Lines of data
%%
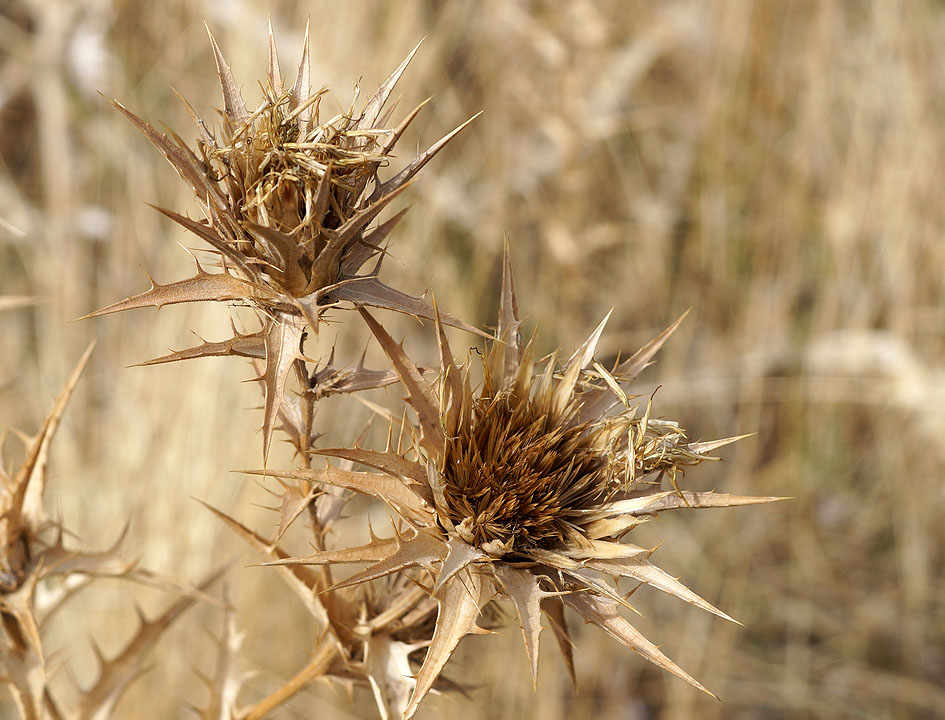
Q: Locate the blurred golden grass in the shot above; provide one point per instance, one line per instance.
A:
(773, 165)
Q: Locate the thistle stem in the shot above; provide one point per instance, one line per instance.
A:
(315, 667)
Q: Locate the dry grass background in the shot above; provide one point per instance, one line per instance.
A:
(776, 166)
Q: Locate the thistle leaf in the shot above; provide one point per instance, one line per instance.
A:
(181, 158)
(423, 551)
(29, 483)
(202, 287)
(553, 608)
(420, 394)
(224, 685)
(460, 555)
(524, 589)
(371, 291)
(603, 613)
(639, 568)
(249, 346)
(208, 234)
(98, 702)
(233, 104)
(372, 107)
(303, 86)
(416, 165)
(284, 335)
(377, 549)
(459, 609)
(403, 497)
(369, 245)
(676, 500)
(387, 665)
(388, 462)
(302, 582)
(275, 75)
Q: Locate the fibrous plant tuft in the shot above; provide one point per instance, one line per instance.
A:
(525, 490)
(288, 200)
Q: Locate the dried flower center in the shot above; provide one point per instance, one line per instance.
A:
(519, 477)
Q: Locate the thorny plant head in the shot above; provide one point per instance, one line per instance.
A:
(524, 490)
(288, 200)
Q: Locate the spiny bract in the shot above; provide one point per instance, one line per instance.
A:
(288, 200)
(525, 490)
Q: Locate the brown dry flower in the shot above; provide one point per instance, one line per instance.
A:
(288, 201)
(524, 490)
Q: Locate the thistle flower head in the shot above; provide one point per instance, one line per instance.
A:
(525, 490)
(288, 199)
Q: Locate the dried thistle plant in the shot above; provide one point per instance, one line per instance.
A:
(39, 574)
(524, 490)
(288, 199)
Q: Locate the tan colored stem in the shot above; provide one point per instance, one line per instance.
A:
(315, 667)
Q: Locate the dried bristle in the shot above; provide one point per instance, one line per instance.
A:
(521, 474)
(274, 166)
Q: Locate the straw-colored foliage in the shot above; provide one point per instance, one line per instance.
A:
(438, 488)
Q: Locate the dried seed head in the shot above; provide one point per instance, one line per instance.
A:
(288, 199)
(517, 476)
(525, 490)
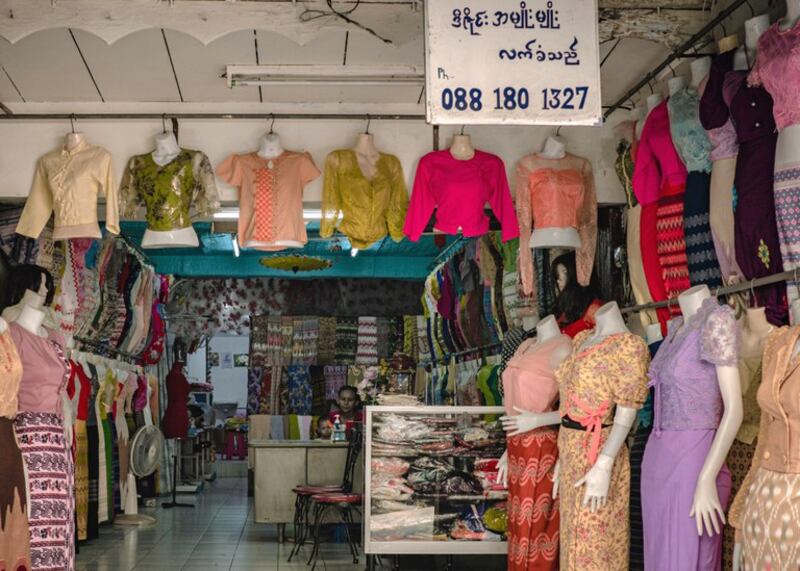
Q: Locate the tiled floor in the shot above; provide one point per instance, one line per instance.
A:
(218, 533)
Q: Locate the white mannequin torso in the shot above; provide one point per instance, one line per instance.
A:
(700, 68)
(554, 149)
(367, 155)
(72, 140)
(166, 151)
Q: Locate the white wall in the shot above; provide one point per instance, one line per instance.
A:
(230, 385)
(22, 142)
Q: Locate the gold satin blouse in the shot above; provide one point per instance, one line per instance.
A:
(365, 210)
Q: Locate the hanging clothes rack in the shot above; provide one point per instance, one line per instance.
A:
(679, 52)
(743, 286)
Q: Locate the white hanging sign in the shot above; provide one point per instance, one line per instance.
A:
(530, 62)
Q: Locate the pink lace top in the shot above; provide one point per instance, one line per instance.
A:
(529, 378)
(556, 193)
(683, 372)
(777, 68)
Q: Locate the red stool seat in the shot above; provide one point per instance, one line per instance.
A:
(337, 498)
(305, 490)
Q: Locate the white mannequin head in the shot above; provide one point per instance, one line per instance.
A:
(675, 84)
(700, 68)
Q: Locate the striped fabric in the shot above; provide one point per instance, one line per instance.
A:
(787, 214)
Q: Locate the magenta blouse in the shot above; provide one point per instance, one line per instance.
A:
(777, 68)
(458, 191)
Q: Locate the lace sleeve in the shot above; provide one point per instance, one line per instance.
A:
%%
= Task to carry out =
Copy word for word everything in the data above, from the line containing "Q: Locate the white mannequin head" down to the last line, including both.

= Problem solution =
Q: Locate the white mannequin head in the shot above; provide one point per instance, one line per instance.
A:
(675, 84)
(700, 68)
Q: Locate the striped fabric in the shot above; provide one point per instance, one line per instance.
A:
(787, 214)
Q: Locate the magenta blouse in the shot above; provide one point per instance, one line per instance.
A:
(777, 68)
(458, 191)
Q: Locate the lace sleeve in the shot above; provide one point per instance, one line per instance.
A:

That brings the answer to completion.